(Given request a) Report how many lines in the entries contain the word "textured". Give only the number.

(Text provided)
[START]
The kernel trick is a powerful and versatile tool in machine learning applications. By utilizing the properties of mathematical kernel functions, we can transform data into different spaces where it can more easily be analyzed and understood. To effectively utilize the kernel trick, experts hand pick kernels a priori. The kernel’s hyper-parameters can then be tuned using a grid search over a region of interest. In this work, we model the kernel selection and hyper-parameter tuning as a single mixed integer nonlinear dynamics problem. As a result, we can eliminate the need for hand tuning the inputs. The system is shown to correctly select appropriate kernels in a handful of toy problems drawn from a combination of constant, liner, nonlinear terms.

INTRODUCTION

While neural networks on large server racks can crunch through billions of data points to train models, the method is infeasible when access to data or computing power is limited. Algorithms that utilize the kernel trick are more data efficient and so make sense for compact, mobile applications such as robots and mobile applications [@pmlr-v32-grande14]. Kernel methods also provide probabilistic outputs which correspond to a system’s certainty or uncertainty about an answer. In some situations, the resulting function can have a closed form solution and so do not suffer from the same local sup-optimal convergence problems that big data driven systems are prone to.
[END]
(Source data)
[START]
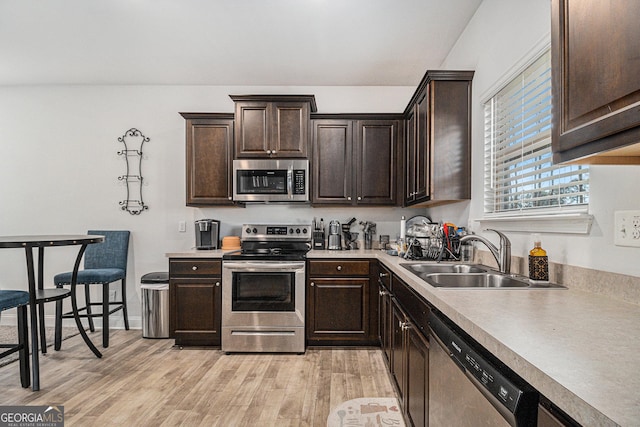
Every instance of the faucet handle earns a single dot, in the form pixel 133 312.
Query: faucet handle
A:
pixel 503 238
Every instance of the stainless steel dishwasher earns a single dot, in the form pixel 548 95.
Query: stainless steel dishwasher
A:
pixel 467 388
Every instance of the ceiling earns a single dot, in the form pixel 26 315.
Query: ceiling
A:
pixel 227 42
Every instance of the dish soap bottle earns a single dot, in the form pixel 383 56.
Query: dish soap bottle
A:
pixel 538 262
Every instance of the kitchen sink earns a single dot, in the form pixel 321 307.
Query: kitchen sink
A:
pixel 475 280
pixel 471 276
pixel 430 268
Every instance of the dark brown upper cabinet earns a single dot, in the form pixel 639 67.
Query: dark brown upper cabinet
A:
pixel 209 152
pixel 438 140
pixel 355 159
pixel 272 125
pixel 595 59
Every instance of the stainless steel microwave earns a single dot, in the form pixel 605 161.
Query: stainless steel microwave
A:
pixel 271 180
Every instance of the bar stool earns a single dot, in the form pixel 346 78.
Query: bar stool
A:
pixel 18 299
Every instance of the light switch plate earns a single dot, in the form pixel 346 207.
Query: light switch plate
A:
pixel 627 228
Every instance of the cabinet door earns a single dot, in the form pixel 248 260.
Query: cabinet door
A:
pixel 398 359
pixel 332 161
pixel 384 326
pixel 417 392
pixel 338 309
pixel 410 157
pixel 417 151
pixel 595 68
pixel 252 129
pixel 376 162
pixel 289 129
pixel 422 158
pixel 449 142
pixel 195 311
pixel 209 159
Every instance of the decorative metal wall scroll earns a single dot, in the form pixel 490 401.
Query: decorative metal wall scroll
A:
pixel 133 140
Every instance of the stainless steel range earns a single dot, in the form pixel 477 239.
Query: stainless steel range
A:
pixel 263 290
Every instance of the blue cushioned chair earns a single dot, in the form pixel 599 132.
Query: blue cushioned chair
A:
pixel 19 300
pixel 104 263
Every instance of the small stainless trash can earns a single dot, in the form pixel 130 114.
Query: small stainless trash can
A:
pixel 155 305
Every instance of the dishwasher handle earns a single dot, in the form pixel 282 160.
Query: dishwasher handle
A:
pixel 515 400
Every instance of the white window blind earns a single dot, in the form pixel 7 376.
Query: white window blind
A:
pixel 520 177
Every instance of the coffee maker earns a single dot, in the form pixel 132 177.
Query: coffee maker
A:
pixel 335 237
pixel 207 233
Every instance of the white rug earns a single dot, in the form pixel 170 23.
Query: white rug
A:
pixel 367 412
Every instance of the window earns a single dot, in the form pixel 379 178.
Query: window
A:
pixel 520 177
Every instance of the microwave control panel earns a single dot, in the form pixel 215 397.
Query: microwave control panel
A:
pixel 299 183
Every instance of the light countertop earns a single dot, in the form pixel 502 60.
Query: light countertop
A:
pixel 579 349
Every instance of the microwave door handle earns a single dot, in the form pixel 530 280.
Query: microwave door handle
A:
pixel 290 182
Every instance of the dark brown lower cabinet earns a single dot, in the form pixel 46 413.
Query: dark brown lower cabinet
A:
pixel 398 349
pixel 342 305
pixel 385 313
pixel 195 298
pixel 403 314
pixel 416 400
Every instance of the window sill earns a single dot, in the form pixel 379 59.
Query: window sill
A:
pixel 571 223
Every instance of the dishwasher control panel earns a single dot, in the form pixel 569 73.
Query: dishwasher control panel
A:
pixel 500 389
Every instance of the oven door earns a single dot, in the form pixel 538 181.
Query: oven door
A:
pixel 263 305
pixel 263 293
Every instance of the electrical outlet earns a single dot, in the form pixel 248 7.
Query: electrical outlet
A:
pixel 627 228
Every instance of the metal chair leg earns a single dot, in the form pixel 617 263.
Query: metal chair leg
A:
pixel 43 333
pixel 23 340
pixel 57 343
pixel 125 314
pixel 87 299
pixel 105 315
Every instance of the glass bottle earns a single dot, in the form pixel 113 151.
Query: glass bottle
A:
pixel 538 262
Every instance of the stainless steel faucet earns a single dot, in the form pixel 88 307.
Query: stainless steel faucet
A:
pixel 502 255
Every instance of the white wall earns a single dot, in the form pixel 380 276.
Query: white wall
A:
pixel 59 168
pixel 500 34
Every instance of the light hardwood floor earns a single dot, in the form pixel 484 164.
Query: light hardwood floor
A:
pixel 144 382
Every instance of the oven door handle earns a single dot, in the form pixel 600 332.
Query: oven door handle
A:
pixel 250 266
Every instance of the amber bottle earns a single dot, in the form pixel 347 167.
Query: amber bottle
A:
pixel 538 262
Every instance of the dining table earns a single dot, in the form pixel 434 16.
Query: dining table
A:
pixel 38 294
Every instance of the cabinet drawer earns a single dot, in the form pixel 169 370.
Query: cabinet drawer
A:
pixel 416 307
pixel 194 267
pixel 339 268
pixel 384 277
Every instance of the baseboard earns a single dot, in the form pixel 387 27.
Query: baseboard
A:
pixel 135 322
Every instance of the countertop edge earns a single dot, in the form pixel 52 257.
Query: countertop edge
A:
pixel 560 394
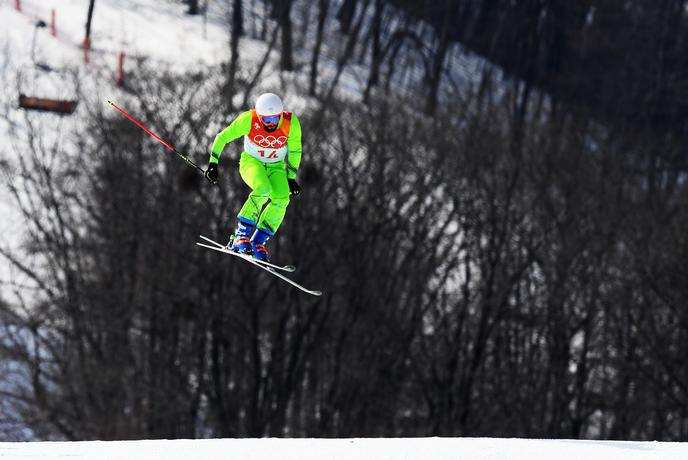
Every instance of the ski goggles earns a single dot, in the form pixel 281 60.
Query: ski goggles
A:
pixel 270 119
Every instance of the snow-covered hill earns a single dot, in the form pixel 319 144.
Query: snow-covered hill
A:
pixel 347 449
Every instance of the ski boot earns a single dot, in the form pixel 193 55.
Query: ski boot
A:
pixel 260 237
pixel 240 241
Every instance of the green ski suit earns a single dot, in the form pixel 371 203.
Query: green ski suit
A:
pixel 267 179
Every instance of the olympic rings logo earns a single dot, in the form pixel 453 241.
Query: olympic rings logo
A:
pixel 269 141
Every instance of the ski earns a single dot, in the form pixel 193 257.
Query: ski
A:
pixel 271 268
pixel 284 268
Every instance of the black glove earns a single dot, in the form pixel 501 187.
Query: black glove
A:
pixel 211 173
pixel 294 188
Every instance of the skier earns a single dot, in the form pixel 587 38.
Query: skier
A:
pixel 268 165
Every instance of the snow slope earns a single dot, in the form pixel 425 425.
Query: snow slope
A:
pixel 345 449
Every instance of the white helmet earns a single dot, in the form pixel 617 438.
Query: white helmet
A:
pixel 269 104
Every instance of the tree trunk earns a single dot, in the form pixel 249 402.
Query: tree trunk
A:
pixel 235 36
pixel 283 13
pixel 324 6
pixel 88 21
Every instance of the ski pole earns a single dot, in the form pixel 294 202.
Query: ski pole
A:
pixel 182 156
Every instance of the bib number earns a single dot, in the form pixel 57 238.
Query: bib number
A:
pixel 268 154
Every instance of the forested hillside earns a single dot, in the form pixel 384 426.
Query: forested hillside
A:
pixel 499 256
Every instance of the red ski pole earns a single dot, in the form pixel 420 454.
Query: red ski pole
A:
pixel 132 119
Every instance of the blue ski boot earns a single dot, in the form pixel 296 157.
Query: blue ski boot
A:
pixel 241 240
pixel 260 237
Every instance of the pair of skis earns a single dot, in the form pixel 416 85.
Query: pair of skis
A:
pixel 267 266
pixel 271 268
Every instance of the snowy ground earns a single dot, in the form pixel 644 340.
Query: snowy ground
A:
pixel 345 449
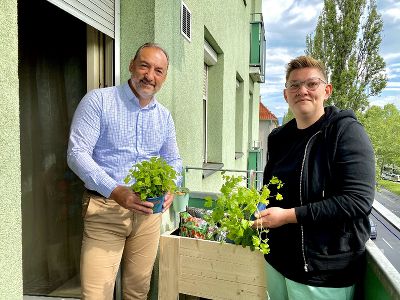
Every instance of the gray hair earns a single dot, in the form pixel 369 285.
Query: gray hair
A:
pixel 151 45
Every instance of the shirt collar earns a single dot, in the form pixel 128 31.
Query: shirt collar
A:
pixel 132 97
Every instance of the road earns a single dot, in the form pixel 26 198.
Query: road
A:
pixel 388 238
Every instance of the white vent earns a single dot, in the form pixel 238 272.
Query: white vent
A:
pixel 186 22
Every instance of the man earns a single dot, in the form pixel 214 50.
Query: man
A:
pixel 112 129
pixel 317 233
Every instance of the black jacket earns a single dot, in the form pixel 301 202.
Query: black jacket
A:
pixel 336 186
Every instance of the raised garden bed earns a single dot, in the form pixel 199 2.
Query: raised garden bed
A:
pixel 209 269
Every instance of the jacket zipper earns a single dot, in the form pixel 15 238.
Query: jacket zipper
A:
pixel 301 200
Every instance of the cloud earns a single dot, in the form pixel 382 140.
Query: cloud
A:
pixel 304 13
pixel 288 22
pixel 273 10
pixel 393 13
pixel 383 100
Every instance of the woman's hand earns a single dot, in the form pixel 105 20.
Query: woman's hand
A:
pixel 274 217
pixel 167 201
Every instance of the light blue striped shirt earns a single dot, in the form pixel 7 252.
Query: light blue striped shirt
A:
pixel 110 133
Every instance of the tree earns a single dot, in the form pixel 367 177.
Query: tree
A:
pixel 383 128
pixel 347 39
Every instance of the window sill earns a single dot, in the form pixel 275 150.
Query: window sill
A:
pixel 238 155
pixel 210 168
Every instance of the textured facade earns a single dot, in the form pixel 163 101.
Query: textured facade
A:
pixel 232 115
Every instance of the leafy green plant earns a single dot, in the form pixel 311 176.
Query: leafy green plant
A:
pixel 153 178
pixel 234 212
pixel 182 191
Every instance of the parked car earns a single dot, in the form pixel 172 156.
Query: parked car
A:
pixel 374 231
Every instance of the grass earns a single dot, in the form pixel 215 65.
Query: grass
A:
pixel 392 186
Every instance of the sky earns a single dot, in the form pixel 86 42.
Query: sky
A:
pixel 288 22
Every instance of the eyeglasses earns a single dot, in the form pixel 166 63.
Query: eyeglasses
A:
pixel 311 84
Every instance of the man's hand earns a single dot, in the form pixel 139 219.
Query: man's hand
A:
pixel 125 197
pixel 167 201
pixel 274 217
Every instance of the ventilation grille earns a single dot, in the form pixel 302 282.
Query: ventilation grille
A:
pixel 186 22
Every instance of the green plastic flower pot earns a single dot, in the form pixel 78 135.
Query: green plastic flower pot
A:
pixel 158 203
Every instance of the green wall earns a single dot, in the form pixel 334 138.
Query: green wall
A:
pixel 227 28
pixel 10 175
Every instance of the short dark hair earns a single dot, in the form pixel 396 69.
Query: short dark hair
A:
pixel 305 61
pixel 151 45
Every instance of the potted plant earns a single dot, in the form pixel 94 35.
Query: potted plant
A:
pixel 153 179
pixel 234 212
pixel 181 199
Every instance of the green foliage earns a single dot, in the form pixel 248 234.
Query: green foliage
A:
pixel 234 210
pixel 182 190
pixel 383 128
pixel 394 187
pixel 153 178
pixel 347 39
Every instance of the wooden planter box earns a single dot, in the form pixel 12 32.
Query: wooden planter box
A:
pixel 209 269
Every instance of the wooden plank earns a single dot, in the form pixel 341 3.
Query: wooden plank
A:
pixel 168 267
pixel 209 269
pixel 223 270
pixel 220 289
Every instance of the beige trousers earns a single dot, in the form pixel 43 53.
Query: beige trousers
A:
pixel 112 233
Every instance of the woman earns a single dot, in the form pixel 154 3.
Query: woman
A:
pixel 325 159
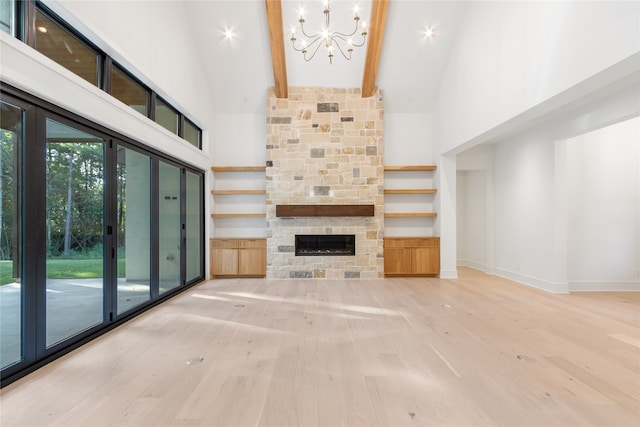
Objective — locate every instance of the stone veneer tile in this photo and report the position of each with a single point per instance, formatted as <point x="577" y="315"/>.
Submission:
<point x="280" y="120"/>
<point x="301" y="274"/>
<point x="332" y="179"/>
<point x="321" y="190"/>
<point x="328" y="107"/>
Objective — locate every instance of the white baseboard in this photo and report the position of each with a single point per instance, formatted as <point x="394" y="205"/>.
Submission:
<point x="472" y="264"/>
<point x="604" y="286"/>
<point x="534" y="282"/>
<point x="448" y="274"/>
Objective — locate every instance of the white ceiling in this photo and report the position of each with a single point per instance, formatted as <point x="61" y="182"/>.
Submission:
<point x="239" y="70"/>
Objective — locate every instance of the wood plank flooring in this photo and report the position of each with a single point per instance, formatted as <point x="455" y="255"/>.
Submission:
<point x="477" y="351"/>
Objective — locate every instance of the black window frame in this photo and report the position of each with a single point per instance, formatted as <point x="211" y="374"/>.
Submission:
<point x="32" y="35"/>
<point x="36" y="111"/>
<point x="26" y="32"/>
<point x="110" y="66"/>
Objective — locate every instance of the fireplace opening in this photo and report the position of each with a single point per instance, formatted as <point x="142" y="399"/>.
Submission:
<point x="325" y="245"/>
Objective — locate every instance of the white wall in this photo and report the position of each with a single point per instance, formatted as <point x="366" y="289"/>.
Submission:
<point x="523" y="183"/>
<point x="517" y="65"/>
<point x="561" y="215"/>
<point x="158" y="49"/>
<point x="513" y="56"/>
<point x="472" y="219"/>
<point x="27" y="69"/>
<point x="604" y="208"/>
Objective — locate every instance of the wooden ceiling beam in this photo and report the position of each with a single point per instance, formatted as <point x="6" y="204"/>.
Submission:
<point x="276" y="38"/>
<point x="374" y="46"/>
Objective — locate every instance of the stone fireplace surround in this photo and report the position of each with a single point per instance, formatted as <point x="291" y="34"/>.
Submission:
<point x="324" y="147"/>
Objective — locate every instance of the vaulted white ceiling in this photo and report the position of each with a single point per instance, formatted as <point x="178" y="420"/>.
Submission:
<point x="239" y="70"/>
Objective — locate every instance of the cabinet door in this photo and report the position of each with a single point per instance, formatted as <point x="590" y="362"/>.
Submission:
<point x="252" y="262"/>
<point x="397" y="261"/>
<point x="224" y="261"/>
<point x="425" y="260"/>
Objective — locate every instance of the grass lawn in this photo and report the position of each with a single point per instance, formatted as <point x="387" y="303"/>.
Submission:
<point x="65" y="269"/>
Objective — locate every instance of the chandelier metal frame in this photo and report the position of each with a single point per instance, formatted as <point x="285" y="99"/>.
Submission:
<point x="331" y="38"/>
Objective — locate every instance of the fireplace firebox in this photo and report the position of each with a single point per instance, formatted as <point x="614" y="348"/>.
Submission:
<point x="325" y="245"/>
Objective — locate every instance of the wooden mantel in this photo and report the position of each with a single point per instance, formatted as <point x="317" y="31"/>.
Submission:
<point x="323" y="210"/>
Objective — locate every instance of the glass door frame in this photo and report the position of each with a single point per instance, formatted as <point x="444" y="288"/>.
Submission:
<point x="33" y="236"/>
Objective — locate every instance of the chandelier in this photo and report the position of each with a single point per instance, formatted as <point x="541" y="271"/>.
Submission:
<point x="332" y="40"/>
[END]
(Given request b) Resume the passage on the kernel trick, continuing from its last sentence.

(Task answer a) 2

(Task answer b)
Kernel Functions

Positive definite kernel functions can be thought of as similarity transformations. Instead of transforming the data into a higher dimension to calculate the distance between two vectors, the kernel function can be used to directly compare vectors in the higher dimension without calculating the full transform. The goal in raising the data into a higher space is to allow it to be linearly separable.

Consider we want to separate the data shown in the left graph in Figure 1 into two categories. On the 2D plane the data is far from linearly separable and so any efficient algorithms will fail. However, we can extend the data into a third dimension as shown in the graph to the right using the polynomial kernel, \[\label{eqn:kernel} k(x,y) = (x^Ty + c)^d.\] Here we see that the data can easily be separated by a hyper-plane in the higher space.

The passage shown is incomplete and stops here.